Work request 1>
According to the text on China's debt, what share of GDP did McKinsey estimate total Chinese debt to be, using figures up to Q2 2014?
Work request 2>
Pick up the text on China's debt at its final sentence and continue it in the same voice; the entries come after it.

No one knows if it’s a hand grenade or a nuclear warhead…

The ramp up in Chinese debt accumulation has been a leading concern of investors for years. The average total debt of emerging market economies is 175% of GDP, and skyrocketing corporate non-financial debt has launched China far beyond that number.

The real question is: by how far?

The answer is disconcerting, as VisualCapitalist’s Jeff Desjardins warns, because nobody really knows.

If the Chinese debt bomb is detonated, the impact on markets is anybody’s guess. Kyle Bass says the losses would be 5x that of the subprime mortgage crisis, while Moody’s says the bomb will be safely disarmed by authorities far before it goes off.

In today’s chart, we look at various estimates to the size of China’s debt bomb, its payload, and what might spark the fuse…

Courtesy of: Visual Capitalist

CHINA’S DEBT BOMB: THE PAYLOAD

Mckinsey came out with a widely-publicized estimate of China’s debt at the beginning of 2015. Using figures up to Q2 2014, they estimated that total Chinese debt was 282% of GDP, an increase from 158% in 2007.

Data supplied>
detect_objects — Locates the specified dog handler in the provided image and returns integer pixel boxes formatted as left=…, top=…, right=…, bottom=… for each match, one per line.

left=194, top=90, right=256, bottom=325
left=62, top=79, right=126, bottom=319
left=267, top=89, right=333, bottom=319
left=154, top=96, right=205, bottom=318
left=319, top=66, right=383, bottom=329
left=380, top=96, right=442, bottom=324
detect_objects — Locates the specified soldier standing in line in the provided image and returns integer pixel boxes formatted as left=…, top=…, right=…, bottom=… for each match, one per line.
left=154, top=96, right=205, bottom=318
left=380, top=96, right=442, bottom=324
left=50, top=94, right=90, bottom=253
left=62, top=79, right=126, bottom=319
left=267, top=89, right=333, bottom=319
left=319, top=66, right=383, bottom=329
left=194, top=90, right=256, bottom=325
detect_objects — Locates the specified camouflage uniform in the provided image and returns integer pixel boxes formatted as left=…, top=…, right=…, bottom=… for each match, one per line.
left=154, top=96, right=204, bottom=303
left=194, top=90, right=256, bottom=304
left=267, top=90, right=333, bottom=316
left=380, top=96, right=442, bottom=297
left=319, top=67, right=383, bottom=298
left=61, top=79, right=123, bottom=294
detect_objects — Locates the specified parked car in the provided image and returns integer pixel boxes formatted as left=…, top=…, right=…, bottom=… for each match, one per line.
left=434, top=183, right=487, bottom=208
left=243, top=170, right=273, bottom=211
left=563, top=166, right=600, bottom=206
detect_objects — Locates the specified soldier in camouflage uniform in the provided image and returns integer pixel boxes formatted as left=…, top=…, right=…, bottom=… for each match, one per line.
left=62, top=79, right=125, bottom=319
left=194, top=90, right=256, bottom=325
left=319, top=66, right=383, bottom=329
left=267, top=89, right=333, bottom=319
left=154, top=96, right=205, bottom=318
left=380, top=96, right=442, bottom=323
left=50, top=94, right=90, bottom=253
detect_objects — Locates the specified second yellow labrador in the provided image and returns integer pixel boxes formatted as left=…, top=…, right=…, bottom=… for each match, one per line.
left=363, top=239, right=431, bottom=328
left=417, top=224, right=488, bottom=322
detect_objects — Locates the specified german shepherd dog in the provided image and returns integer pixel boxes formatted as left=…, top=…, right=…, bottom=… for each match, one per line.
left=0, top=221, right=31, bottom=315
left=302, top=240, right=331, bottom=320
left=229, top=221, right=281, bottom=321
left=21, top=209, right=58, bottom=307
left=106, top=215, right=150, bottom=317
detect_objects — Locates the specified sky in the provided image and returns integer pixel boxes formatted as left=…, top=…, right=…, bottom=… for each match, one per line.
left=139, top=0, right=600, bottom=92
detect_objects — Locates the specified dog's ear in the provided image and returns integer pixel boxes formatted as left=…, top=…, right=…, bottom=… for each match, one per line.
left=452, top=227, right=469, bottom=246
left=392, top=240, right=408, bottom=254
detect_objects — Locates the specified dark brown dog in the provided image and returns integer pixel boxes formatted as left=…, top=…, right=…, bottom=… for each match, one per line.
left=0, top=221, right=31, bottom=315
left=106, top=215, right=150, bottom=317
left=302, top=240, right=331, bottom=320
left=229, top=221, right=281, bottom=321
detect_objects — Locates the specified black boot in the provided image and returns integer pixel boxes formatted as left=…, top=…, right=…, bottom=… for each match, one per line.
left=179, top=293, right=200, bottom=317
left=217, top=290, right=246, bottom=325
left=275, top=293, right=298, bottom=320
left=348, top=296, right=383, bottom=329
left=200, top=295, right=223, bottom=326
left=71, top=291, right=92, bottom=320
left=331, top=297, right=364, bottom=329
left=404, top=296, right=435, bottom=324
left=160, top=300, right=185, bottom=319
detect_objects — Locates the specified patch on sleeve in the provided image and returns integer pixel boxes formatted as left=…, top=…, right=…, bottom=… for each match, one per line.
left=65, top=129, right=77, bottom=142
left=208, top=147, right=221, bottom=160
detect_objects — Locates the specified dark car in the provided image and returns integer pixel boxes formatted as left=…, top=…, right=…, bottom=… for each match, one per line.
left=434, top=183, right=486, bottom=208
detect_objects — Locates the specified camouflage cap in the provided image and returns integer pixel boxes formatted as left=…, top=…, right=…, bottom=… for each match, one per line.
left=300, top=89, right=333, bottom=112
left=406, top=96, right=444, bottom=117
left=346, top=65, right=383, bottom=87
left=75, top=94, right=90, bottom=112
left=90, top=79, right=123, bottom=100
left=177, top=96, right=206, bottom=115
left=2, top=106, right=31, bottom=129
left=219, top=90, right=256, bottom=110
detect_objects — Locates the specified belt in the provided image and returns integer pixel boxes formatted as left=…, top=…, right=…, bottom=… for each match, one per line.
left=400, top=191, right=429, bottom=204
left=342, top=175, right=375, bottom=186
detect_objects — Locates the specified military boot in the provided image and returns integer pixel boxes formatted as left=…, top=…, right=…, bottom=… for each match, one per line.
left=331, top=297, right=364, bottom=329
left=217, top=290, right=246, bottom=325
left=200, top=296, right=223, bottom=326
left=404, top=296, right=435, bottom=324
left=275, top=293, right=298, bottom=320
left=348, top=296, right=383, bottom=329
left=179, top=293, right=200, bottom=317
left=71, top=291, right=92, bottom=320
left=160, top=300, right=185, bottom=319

Task result 1>
282% of GDP

Task result 2>
Since then, various trusted organizations have come up with follow-up estimates.

On the low end, Goldman Sachs came out with an estimate in January 2016 of 216% total debt-to-GDP for 2015. (A few months later, they put out a separate report saying that total debt-to-GDP was estimated to be closer to 270% for 2016.)

On the high end, Macquarie analyst Viktor Shvets said that China’s debt was $35 trillion, or “nearly 350%” of GDP.

The truth is that it’s anybody’s guess. China’s official estimates are fairly useless, and the country has a massive and quickly evolving shadow banking sector that complicates these projections significantly.

EXPLOSIVE MATERIALS

Total debt is made up of various components, including government, corporate, banking, and household debts.